Goal: In the records below, copy out verbatim everything from the line with "Tag the sailing" to the line with "Tag the ground", including both of those lines. Omit the pictures from your answer.

··· The data

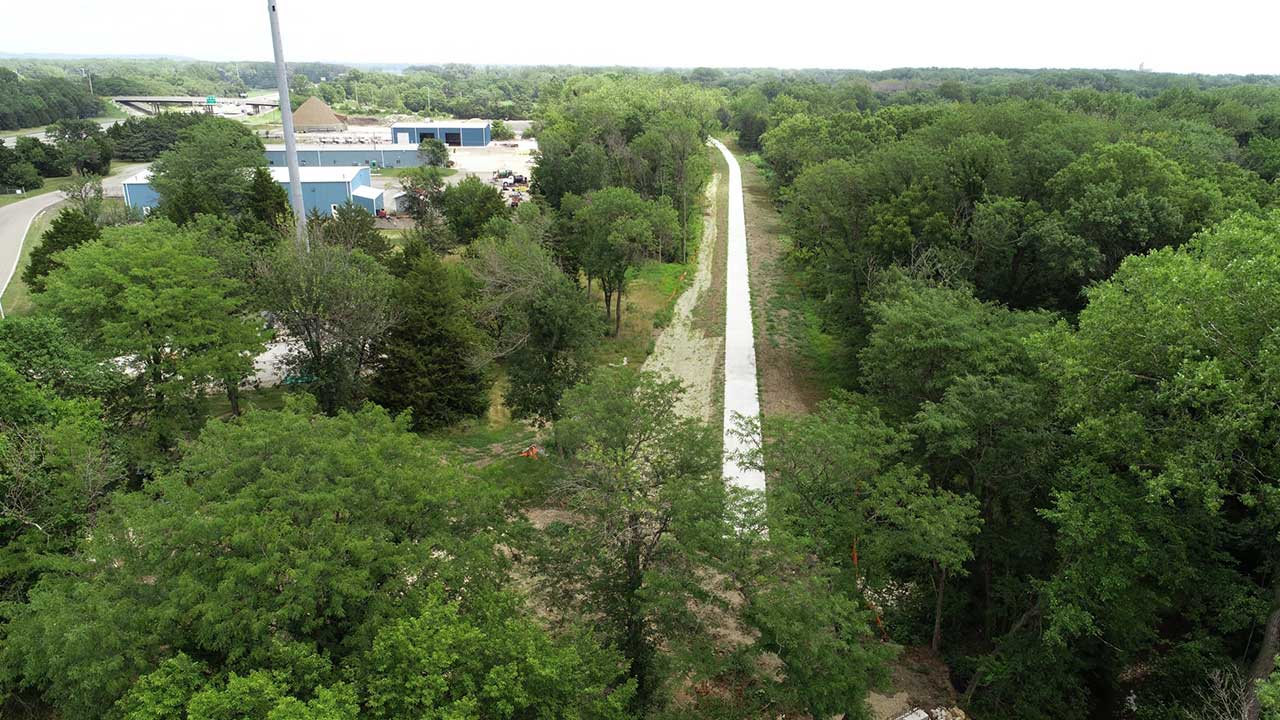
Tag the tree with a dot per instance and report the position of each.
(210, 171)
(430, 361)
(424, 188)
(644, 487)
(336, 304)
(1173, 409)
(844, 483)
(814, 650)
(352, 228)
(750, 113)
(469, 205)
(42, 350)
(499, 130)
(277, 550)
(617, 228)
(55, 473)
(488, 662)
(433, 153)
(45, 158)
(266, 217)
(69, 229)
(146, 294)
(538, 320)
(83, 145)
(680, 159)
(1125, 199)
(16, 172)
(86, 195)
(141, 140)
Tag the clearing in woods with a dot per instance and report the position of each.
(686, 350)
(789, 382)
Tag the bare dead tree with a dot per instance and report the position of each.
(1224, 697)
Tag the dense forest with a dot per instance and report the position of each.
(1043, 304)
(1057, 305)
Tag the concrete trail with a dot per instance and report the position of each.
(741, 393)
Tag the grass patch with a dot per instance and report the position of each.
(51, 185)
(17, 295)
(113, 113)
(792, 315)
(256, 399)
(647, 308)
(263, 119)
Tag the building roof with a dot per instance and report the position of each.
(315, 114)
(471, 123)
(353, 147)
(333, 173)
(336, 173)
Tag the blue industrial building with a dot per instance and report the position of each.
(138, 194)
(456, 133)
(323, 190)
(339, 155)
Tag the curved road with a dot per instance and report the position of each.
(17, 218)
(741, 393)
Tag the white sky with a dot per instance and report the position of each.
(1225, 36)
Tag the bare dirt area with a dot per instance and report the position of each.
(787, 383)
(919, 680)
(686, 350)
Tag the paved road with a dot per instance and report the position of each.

······
··· The data

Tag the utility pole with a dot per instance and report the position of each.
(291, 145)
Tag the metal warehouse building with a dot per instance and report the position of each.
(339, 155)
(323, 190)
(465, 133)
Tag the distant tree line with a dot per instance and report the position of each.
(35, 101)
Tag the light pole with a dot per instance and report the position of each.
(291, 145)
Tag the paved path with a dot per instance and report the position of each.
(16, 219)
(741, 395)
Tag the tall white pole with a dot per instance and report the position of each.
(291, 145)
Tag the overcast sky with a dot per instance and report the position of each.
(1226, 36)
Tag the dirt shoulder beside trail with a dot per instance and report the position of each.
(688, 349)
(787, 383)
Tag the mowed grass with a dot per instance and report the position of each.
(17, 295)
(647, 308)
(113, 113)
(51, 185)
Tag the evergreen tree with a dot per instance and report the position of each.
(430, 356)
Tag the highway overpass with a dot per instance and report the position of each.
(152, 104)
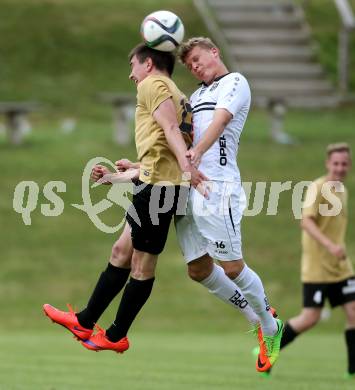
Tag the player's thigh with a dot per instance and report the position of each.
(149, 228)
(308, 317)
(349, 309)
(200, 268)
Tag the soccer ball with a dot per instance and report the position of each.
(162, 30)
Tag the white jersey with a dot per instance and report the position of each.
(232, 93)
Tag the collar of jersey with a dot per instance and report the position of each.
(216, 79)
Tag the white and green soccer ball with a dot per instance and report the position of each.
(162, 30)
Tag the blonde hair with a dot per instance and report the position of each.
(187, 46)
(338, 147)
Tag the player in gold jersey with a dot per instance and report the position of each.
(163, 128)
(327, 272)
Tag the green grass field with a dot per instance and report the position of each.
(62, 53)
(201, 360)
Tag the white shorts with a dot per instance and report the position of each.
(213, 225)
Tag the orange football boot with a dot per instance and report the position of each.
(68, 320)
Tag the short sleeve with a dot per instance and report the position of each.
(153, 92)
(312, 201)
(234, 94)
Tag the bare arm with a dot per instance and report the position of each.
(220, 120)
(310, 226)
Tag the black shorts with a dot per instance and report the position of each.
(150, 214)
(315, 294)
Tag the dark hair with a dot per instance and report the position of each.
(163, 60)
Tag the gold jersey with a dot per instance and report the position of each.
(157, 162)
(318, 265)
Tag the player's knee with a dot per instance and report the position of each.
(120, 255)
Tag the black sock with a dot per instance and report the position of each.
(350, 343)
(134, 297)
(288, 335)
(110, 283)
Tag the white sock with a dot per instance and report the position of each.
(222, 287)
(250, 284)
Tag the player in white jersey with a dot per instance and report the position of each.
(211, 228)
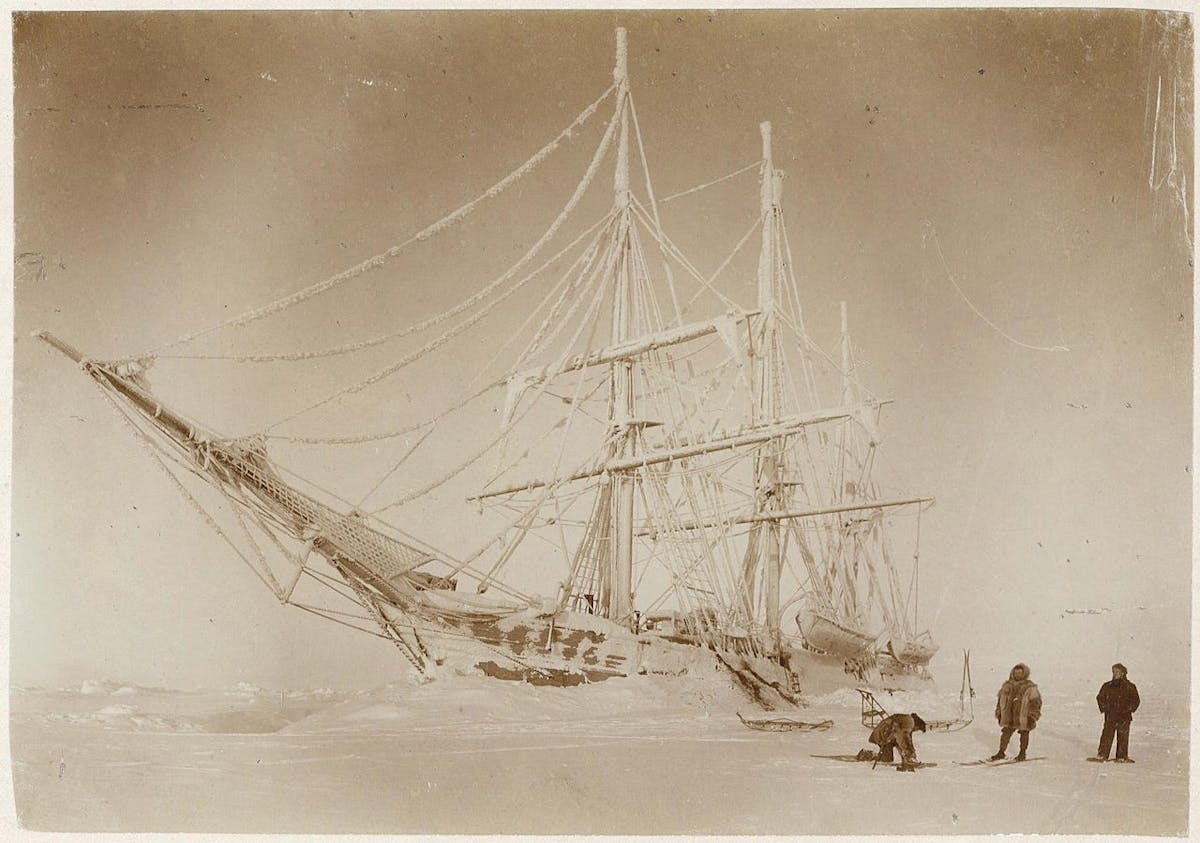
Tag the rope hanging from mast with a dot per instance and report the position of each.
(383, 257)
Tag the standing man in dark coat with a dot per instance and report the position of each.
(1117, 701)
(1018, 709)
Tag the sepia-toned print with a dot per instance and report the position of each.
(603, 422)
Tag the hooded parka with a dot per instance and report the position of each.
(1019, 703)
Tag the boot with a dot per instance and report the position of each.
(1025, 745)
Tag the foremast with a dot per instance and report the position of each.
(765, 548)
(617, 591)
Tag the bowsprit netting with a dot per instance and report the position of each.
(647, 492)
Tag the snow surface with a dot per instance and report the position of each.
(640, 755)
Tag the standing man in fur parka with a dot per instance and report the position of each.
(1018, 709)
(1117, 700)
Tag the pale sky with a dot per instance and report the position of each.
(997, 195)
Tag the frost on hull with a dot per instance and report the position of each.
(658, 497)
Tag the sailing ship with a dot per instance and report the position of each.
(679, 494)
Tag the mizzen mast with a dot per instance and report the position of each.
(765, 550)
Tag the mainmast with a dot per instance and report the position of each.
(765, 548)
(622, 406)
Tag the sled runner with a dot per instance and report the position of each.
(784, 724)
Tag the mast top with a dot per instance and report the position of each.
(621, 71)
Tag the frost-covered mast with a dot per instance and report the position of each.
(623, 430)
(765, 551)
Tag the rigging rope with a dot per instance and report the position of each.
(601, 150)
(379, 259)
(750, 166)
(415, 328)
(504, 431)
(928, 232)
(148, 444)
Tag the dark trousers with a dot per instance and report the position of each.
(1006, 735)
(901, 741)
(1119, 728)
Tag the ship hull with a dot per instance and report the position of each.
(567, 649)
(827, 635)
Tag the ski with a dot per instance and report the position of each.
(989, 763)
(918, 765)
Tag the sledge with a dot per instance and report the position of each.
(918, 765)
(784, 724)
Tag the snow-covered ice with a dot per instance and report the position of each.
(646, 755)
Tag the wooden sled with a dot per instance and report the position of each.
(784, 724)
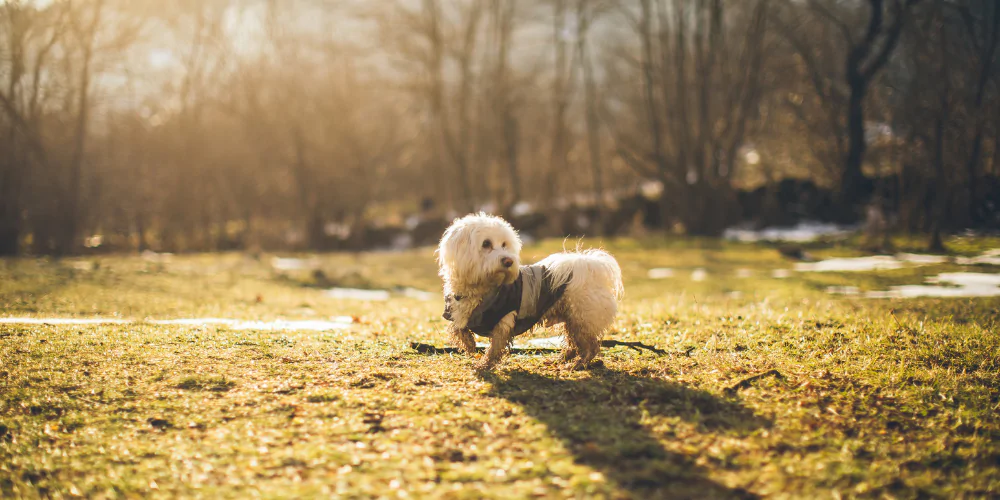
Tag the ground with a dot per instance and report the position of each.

······

Task answer:
Tag the sailing ship with a dot per instance and report the position of each.
(679, 494)
Tag the mizzen mast with a dot per instance and report the position of each.
(765, 550)
Tag the mainmast with a dot per instance and report the position of each.
(765, 548)
(622, 406)
Tag the sled runner with a dot per instance and report the position of each.
(784, 724)
Tag the mast top with a dot per instance and report the position of each.
(621, 71)
Tag the frost-covered mast with a dot per instance and report the position of each.
(623, 430)
(765, 551)
Tag the rigging rope with a dot per instance and report the position of each.
(601, 150)
(379, 259)
(750, 166)
(415, 328)
(504, 431)
(928, 232)
(148, 444)
Tag the dark trousers with a dot per instance and report the position of each.
(1006, 735)
(901, 741)
(1119, 728)
Tag the ship hull with a dot per instance and report the position of each.
(567, 649)
(827, 635)
Tag the ski with a dot per instance and report the position of each.
(989, 763)
(918, 765)
Tag the sledge with a dot per instance and report the position of each.
(918, 765)
(784, 724)
Tag the snow-covered ice with a dot per instance and report the position of each.
(646, 755)
Tag the wooden sled with a dot per instance and report the position of each.
(784, 724)
Tag the ground with a dot per instance and report the position of each.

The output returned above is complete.